# Objetivo do exercício:
Dê continuidade ao texto sobre o artista Nelson Maravalhas e seu museu, começando logo após a última frase apresentada.

# Texto fornecido:
Essa, de acordo com o artista, é a coleção mais ordenada desta exposição, no sentido de tamanho, formato e método de trabalho. Note-se os grupamentos arranjados durante a expografia tem elementos da natureza como água, terra, animais, e de espacialidade.

“Os arranjos flagraram minhas obsessões nesses objetos”, diz ao Correio da Manhã.

Interação do público

Maravalhas destaca que, por enquanto, não tem interesse financeiro nas visitações. Sua intenção é simplesmente apresentar sua arte ao mundo. A única contrapartida que espera, segundo ele, é o retorno do público. Na entrada e na saída do museu, há um caderno no qual os visitantes são convidados a registrar suas impressões. A proposta é que, por meio dessas anotações, os observadores atribuam significados abertos às obras, a partir de suas próprias interpretações.

“É um museu que solicita a participação ativa dos visitantes para que deem sua opinião e falem algo. Em nenhum museu do mundo o público é convidado a se manifestar. Ele entra calado e sai mudo, como se dizem. Mas aqui não. Eu conclamo as pessoas para que falem. Então, é um museu mais democrático”, declara.

Pintor literário

Nelson Maravalhas nasceu no Rio de Janeiro e chegou em Brasília ainda criança, em 1967. Foi professor da Universidade de Brasília (UnB) por mais de 30 anos, onde lecionou no Departamento de Artes faculdade. À reportagem, ele declara que é um artista que ainda não sabe se faz uma pintura literária ou uma literatura pintada.

“Sou um escritor que escreve sem lápis, que narra com tintas e figuras. Mas quero deixar uma coisa clara: ao contrário do que alguns dizem, eu não sou um surrealista. Tenho vários motivos para isso. O primeiro, é que o lúdico do surrealismo acabou se tornando um sinônimo pejorativo da quase inconsciência, e ainda não acredito em criações totalmente inconscientes. É um termo complicado. Ainda, não acho que tudo precisa ter uma interpretação exata. Por fim, não sou surrealista pois eu nasci muito depois e, na minha opinião, não faz nem sentido eu me encaixar em um grupo historicamente distante”, ressalta.

Ele também conta que começou a se descobrir como artista aos 16 anos, quando iniciou a prática do desenho em folhas de papel. Ao longo da vida, reuniu um vasto conjunto de obras plásticas, incluindo pinturas e esculturas produzidas com diversos materiais. Durante oito anos, idealizou o espaço e investiu toda a sua aposentadoria para criar um lugar próprio, que fosse sua casa e abrigo para suas milhares de composições.

# Material fornecido:
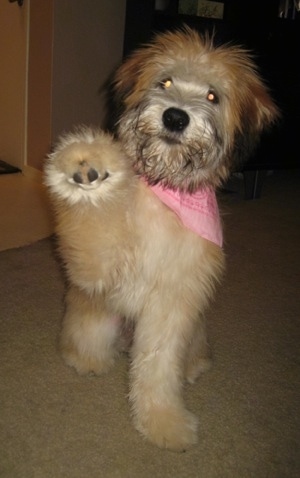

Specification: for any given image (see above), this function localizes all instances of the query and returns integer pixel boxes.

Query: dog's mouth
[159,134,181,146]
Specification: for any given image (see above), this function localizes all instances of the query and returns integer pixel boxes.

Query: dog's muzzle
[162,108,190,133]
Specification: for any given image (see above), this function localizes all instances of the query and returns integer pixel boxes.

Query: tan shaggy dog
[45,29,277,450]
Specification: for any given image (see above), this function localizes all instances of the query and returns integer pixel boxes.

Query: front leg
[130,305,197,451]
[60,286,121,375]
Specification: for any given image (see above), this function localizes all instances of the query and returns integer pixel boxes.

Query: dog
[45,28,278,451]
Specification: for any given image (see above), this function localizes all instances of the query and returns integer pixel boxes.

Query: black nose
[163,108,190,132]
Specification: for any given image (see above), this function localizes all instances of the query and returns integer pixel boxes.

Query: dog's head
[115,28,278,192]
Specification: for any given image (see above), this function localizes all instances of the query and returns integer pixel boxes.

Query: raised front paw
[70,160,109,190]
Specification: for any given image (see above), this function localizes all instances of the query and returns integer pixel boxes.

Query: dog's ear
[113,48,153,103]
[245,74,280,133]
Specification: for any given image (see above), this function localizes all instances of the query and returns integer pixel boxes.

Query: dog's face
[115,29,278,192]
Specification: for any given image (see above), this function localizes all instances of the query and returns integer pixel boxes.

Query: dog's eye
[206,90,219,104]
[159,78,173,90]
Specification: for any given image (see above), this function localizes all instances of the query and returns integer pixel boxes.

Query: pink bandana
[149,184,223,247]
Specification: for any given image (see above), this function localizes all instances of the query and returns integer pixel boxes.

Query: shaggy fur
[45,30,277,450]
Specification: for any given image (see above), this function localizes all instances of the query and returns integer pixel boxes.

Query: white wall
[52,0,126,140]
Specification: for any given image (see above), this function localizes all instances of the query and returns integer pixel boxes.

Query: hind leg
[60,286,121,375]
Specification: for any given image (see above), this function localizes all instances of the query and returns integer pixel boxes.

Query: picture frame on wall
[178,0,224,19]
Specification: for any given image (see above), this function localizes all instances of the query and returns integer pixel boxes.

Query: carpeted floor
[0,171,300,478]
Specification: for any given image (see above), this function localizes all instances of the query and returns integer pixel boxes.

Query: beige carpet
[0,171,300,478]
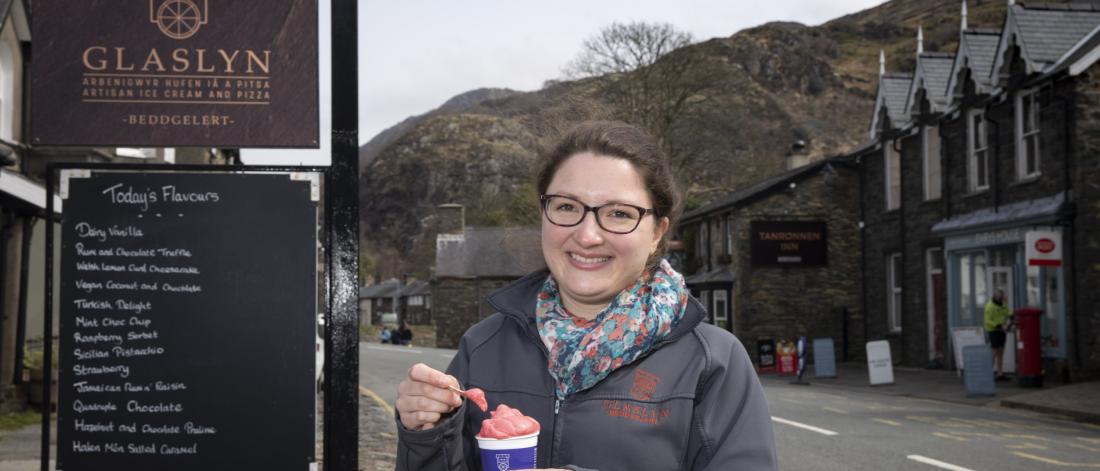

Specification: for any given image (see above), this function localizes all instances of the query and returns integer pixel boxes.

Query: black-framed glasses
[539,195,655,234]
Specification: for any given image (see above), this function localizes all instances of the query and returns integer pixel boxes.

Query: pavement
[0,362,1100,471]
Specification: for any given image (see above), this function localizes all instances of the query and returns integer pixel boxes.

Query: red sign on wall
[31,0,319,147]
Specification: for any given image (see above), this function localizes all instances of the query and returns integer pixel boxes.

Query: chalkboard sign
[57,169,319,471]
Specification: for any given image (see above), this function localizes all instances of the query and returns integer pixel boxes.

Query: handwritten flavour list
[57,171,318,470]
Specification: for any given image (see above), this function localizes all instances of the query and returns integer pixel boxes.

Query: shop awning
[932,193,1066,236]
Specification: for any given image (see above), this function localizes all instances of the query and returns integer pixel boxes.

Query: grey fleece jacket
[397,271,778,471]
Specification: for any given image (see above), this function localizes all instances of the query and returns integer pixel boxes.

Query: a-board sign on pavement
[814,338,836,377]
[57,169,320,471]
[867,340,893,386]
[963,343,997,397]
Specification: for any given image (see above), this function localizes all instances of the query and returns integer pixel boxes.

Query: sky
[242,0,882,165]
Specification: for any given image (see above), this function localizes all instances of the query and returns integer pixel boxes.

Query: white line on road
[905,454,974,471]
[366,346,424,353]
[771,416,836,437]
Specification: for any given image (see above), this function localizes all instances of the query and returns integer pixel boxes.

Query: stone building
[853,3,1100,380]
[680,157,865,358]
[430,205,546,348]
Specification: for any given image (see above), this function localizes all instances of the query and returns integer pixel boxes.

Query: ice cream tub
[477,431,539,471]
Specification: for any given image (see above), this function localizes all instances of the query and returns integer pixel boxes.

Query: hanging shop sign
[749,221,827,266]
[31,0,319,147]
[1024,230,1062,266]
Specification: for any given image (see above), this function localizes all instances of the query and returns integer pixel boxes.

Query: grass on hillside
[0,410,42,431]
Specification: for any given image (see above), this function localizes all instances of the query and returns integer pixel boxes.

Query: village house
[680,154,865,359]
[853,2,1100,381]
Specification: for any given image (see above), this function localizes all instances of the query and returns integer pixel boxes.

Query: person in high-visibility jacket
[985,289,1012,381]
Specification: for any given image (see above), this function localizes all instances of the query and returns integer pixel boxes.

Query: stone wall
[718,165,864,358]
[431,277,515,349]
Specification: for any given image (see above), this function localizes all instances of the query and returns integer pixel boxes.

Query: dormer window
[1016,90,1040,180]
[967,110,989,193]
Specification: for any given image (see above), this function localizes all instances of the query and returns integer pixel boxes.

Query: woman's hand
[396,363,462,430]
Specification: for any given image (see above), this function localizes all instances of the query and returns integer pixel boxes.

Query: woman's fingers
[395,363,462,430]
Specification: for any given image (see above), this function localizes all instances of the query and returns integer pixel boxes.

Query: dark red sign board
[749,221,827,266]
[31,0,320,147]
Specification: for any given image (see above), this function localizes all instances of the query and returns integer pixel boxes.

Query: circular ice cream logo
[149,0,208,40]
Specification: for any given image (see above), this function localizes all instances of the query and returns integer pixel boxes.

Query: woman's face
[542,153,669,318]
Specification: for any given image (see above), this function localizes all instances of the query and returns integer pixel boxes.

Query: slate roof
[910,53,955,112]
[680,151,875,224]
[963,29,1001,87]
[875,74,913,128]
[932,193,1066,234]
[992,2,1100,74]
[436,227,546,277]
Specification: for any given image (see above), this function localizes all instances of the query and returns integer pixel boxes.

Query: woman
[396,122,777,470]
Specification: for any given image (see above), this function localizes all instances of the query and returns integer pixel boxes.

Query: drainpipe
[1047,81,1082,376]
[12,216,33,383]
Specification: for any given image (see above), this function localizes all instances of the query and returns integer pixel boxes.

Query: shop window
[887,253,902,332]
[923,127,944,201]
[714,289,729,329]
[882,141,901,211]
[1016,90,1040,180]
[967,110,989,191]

# Seção de resposta:
Arquitetura

Responsável pelo projeto arquitetônico que chama a atenção, o filho de Nelson, Raul Maravalhas, compartilha um pouco dos detalhes da construção.

“Fiz o projeto em parceria com Danilo Fleury. Escolhemos os ‘tijolinhos’ inicialmente por uma questão financeira, já que é um material relativamente barato. Na verdade, trata-se de um revestimento cerâmico de fácil acesso na região. Também queríamos uma textura homogênea, com volumes bem definidos, mas que ao mesmo tempo transmitisse movimento por meio de uma heterogeneidade implícita. A variação de tonalidades proporciona essa sensação de forma natural. A ideia foi brincar com o assentamento das peças em volumes cúbicos, combinando-os com os cobogós”, explica o arquiteto.

Fluery complementa à reportagem que a intenção do projeto também foi dialogar com o externo, cercado da natureza.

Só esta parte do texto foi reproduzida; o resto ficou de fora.